* Task requirements:
#1 Answer these from the March jobs report text, one line each:
(a) By how much did payroll employment fall in March?
(b) How many workers did retail lose?
(c) Average weekly hours worked dropped from what figure to what figure?
#2 List every percentage figure that appears in the March jobs report text.
#3 Carry on the commentary on March employment losses from where it stops.

* Selected excerpt:
Employment Plunged in March

Payroll employment fell 701,000; over half of those losses in leisure and hospitality, which was hardest hit by conference cancellations by businesses in late February. This is the largest drop in a month for the beginning of a recession in history; the April report will make those losses look small. The data for January and February were revised down by 57,000. The hits were broad-based and will get worse across sectors in April. Even health care was hit as small physician and dental offices were closed. New York has reported some 76,000 volunteers to help with the crisis; a portion of those volunteers are likely coming from those in health care whose offices have closed or scaled back their hours.

Retail lost another 46,200 workers, which brings retail losses over the last year to 19,000, a drop in the bucket of what we will see in April. Many large retailers have already announced furloughs for hundreds of thousands of retail workers since Monday. More were laid off prior to that but not included in the tally of payroll employment for March, because they occurred after the survey week.

Manufacturing was not nearly as hard hit as other sectors, but that will change. Workers started to demand plants be closed due to risks of the virus spreading. Nondurable goods production, which includes household essentials, will be one of the few areas spared.

Average hourly earnings jumped 0.4% in March from February, which marks a 3.1% increase from a year ago. Average hourly earnings tend to rise at the onset of a recession as lower-paid hourly workers are hit harder than salaried workers during the initial stages of the recession. Average weekly hours worked dropped from 34.4 to 34.2. Average weekly earnings fell 0.2% from a month ago and are up 2.2% from a year ago, a sharp deceleration from the 3% we saw in February. Brace for an unprecedented decline in April. We are expecting payrolls to contract by well over 15 million in April.

* Dataset excerpt:
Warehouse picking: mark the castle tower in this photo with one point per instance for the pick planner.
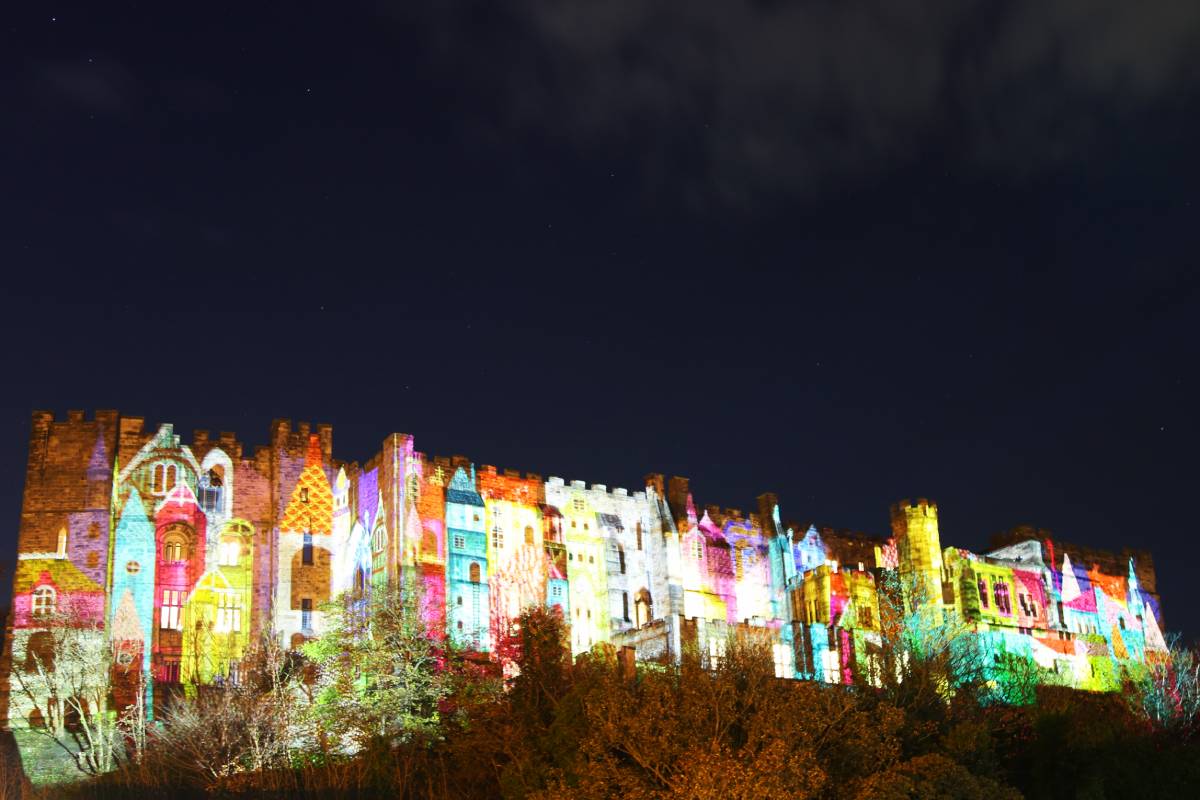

* Answers for each item:
#1
(a) 701,000
(b) 46,200
(c) From 34.4 to 34.2

#2 0.4%, 3.1%, 0.2%, 2.2%, 3%

#3
Separately, the unemployment rate which is tracked with the survey of households moved up to 4.4% from a low of 3.5% for the expansion. That is well into recession territory. Moreover, a large number of workers were misclassified as absent from work instead of temporarily unemployed. The Bureau of Labor Statistics estimates that the unemployment rate would have risen another 1% or to 5.4% if those workers had been properly classified. The participation rate cratered, which also made the deterioration in the unemployment rate look better than expected.

The drop in the civilian labor force was a staggering 1.63 million. People at home caring for the ill and children cannot participate. Going forward, participation will also be hurt by the complete lack of jobs for workers to apply for.

The response rate was reported a month earlier than usual for both the establishment and the household surveys. Both response rates plummeted, underscoring how difficult it will be to get an accurate measure of the depth of the crisis going forward. The initial drop was due to fewer personal interviews and people filling at call centers. This was to keep those workers safe. Going forward, response rates could be further compromised by the shift to shelter in place, work at home and actual layoffs. It may be difficult to find the people who once filled out the surveys for large establishments. This tends to happen in a recession but the magnitude of difficulty will be significantly worse than anything we have ever seen. Surveys don’t get the same attention as cash flow when firms are hemorrhaging cash.

We also saw a 1.3 million jump in the number of workers forced to accept a reduction in hours and slip into part-time instead of full-time status. That marks a record deterioration in the status of workers moving from full to part-time. The overwhelming majority of those workers have already been pushed into unemployment since the survey for March was taken. The U-6 measure of unemployment, which includes those workers, jumped from 7.0% to 8.7% during the month, another record jump. Brace for a surge in the number of salaried workers also forced to scale back on their hours and salaries in the months to come.

Bottom Line
The drop in payrolls in March was unprecedented for the start of a recession and will get more than twenty times worse in April. We will easily lose more than twice as many jobs as we lost during the Great Recession during the first two months of this crisis alone. Unemployment will soar into the double digits, while participation plummets. There is no scale to measure the misery associated with COVID-19 on all fronts.